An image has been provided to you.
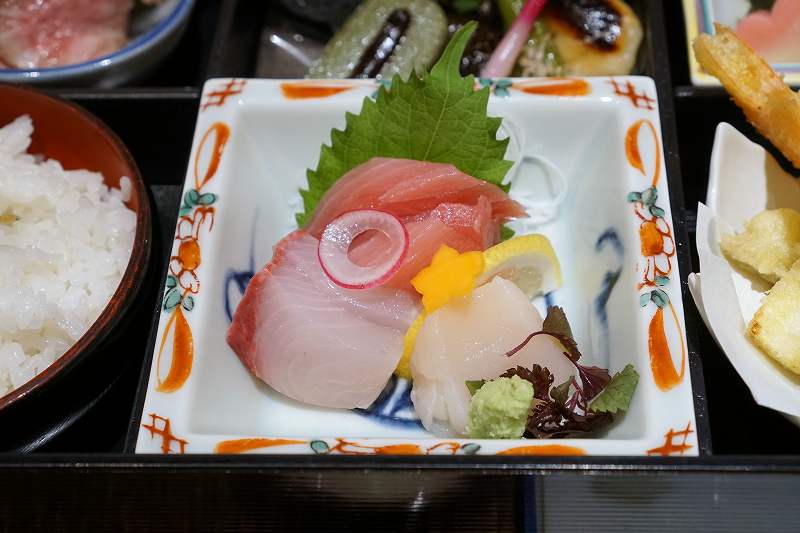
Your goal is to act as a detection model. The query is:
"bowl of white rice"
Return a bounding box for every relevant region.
⁂
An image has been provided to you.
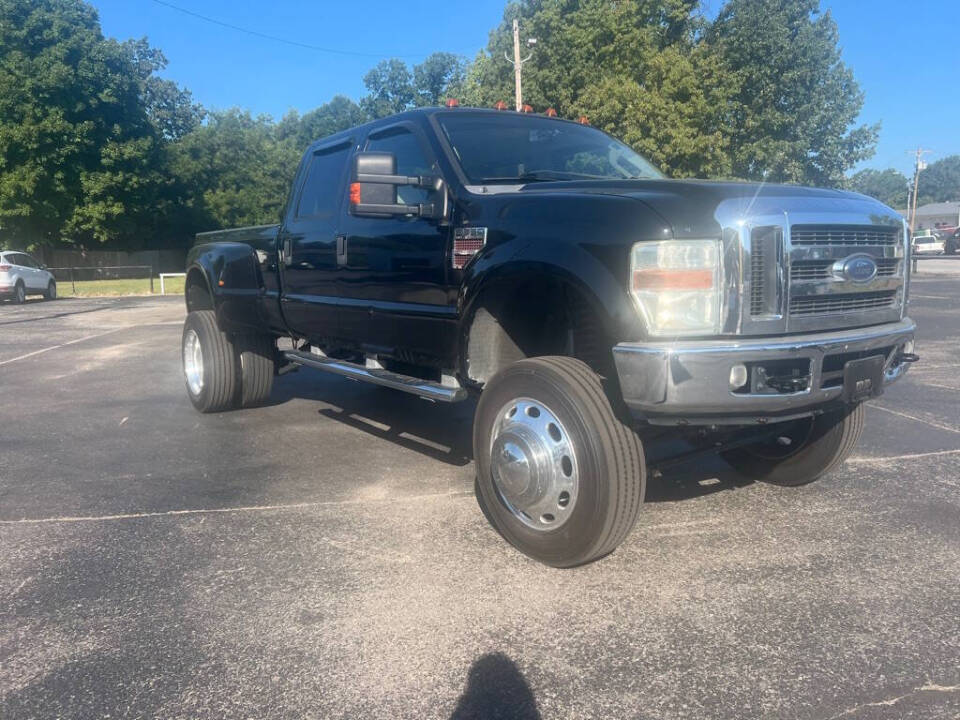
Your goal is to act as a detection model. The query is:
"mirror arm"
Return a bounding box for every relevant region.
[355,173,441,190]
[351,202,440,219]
⁂
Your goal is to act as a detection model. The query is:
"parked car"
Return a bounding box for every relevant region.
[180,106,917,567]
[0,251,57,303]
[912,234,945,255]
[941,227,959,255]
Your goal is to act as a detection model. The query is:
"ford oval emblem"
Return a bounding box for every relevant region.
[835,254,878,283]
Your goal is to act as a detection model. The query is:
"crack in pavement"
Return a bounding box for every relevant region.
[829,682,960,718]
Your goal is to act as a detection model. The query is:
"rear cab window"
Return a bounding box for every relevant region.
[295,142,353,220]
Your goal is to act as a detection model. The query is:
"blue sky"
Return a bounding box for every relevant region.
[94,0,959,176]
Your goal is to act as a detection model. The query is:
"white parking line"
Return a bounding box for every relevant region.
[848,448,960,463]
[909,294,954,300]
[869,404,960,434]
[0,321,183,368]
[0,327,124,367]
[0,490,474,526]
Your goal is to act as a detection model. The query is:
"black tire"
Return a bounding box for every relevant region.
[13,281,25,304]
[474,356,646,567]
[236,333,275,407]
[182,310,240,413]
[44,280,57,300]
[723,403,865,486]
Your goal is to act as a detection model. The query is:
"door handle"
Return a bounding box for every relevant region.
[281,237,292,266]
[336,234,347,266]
⁂
A single number is required: the count of lines in the records that include the string "white".

2